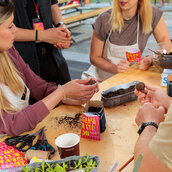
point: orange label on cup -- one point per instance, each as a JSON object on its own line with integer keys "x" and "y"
{"x": 133, "y": 56}
{"x": 90, "y": 128}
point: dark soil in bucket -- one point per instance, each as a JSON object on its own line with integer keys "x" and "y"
{"x": 119, "y": 92}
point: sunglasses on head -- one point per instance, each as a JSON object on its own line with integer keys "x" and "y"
{"x": 3, "y": 2}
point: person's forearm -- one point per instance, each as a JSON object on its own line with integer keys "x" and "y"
{"x": 56, "y": 14}
{"x": 149, "y": 161}
{"x": 28, "y": 35}
{"x": 23, "y": 35}
{"x": 103, "y": 64}
{"x": 143, "y": 141}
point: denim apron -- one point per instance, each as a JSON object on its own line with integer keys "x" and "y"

-- -- --

## STATED EXERCISE
Any pictures should be dropped; transcribe the rest of the records above exactly.

## RESULT FOR THIS EXERCISE
point: orange label on cup -- one point per instance, each as a JSON object on its own line with integer keys "x" and "y"
{"x": 133, "y": 56}
{"x": 90, "y": 128}
point: dark soil in bucket -- one point per instance, each as a JSON object on its own line with integer keys "x" and "y"
{"x": 119, "y": 92}
point: sunglasses on head -- one point per instance, each as a JSON object on its own line with integer keys "x" and "y"
{"x": 3, "y": 2}
point: person's forearm -- one point per instance, each as a JSON object on its own line with integer keys "x" and "y"
{"x": 56, "y": 14}
{"x": 149, "y": 161}
{"x": 28, "y": 35}
{"x": 23, "y": 35}
{"x": 103, "y": 64}
{"x": 143, "y": 141}
point: denim apron -- one point per instance, each as a JSON object on its own line with integer keys "x" and "y"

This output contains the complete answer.